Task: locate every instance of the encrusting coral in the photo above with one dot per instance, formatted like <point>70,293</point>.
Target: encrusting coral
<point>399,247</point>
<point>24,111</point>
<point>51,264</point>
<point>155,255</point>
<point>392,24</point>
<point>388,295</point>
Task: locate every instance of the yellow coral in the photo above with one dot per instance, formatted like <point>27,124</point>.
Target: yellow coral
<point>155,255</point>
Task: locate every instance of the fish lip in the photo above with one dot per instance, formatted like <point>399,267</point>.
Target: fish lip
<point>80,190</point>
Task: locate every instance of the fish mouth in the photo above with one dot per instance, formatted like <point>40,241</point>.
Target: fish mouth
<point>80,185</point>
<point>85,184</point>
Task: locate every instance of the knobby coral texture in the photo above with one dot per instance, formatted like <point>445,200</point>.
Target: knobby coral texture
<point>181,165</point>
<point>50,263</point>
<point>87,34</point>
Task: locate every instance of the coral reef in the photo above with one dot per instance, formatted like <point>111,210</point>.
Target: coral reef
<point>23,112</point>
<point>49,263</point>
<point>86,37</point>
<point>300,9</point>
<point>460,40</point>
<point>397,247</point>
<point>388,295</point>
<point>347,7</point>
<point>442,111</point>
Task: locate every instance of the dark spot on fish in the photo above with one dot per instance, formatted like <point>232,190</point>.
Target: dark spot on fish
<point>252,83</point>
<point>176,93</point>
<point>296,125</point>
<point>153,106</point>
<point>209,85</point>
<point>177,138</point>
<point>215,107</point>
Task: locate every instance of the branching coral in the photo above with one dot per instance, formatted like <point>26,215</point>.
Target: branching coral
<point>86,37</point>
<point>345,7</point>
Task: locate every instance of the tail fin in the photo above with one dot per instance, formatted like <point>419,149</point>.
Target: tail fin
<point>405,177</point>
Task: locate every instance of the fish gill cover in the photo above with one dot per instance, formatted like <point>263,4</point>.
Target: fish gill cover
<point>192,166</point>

━━━━━━━━━━━━━━━━

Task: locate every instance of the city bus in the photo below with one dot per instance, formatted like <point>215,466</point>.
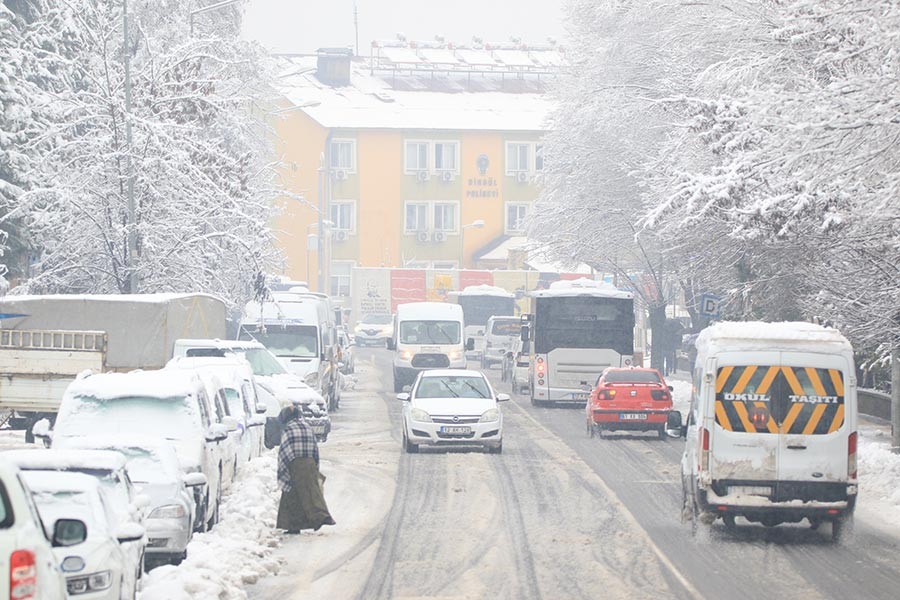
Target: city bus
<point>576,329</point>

━━━━━━━━━━━━━━━━

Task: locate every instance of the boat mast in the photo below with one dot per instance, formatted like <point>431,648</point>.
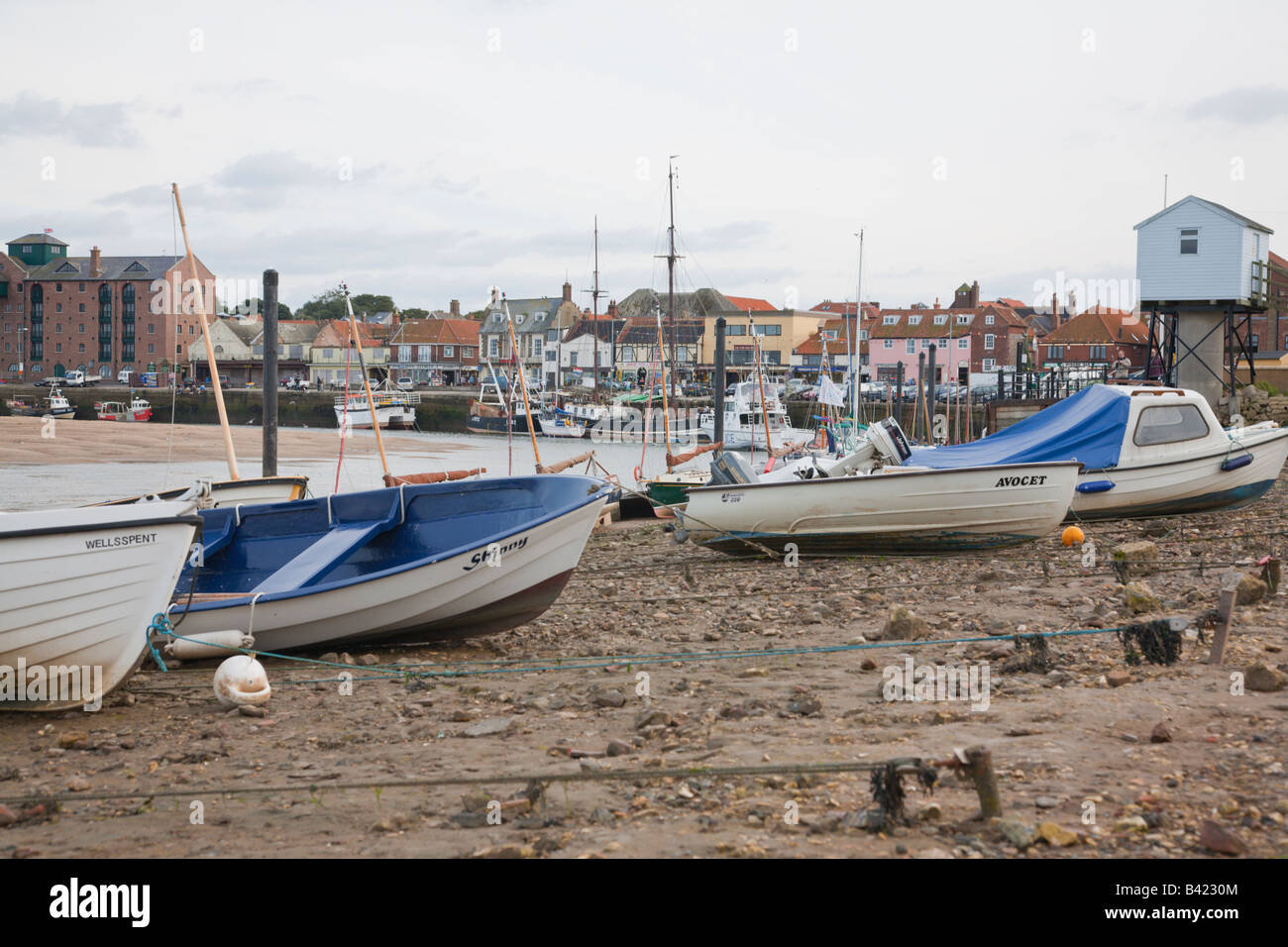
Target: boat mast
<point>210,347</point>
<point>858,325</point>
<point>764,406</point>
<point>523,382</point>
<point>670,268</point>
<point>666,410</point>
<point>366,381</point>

━━━━━━━━━━━━━━━━

Return every line from the entries that holds the string "below".

▶ [WRITTEN REPLY]:
Task: locate every instance of the city bus in the photo below with one dot per instance, formatted like <point>215,466</point>.
Task: locate every instance of the boat mast in the photo below with one dot per instance, formatted like <point>431,648</point>.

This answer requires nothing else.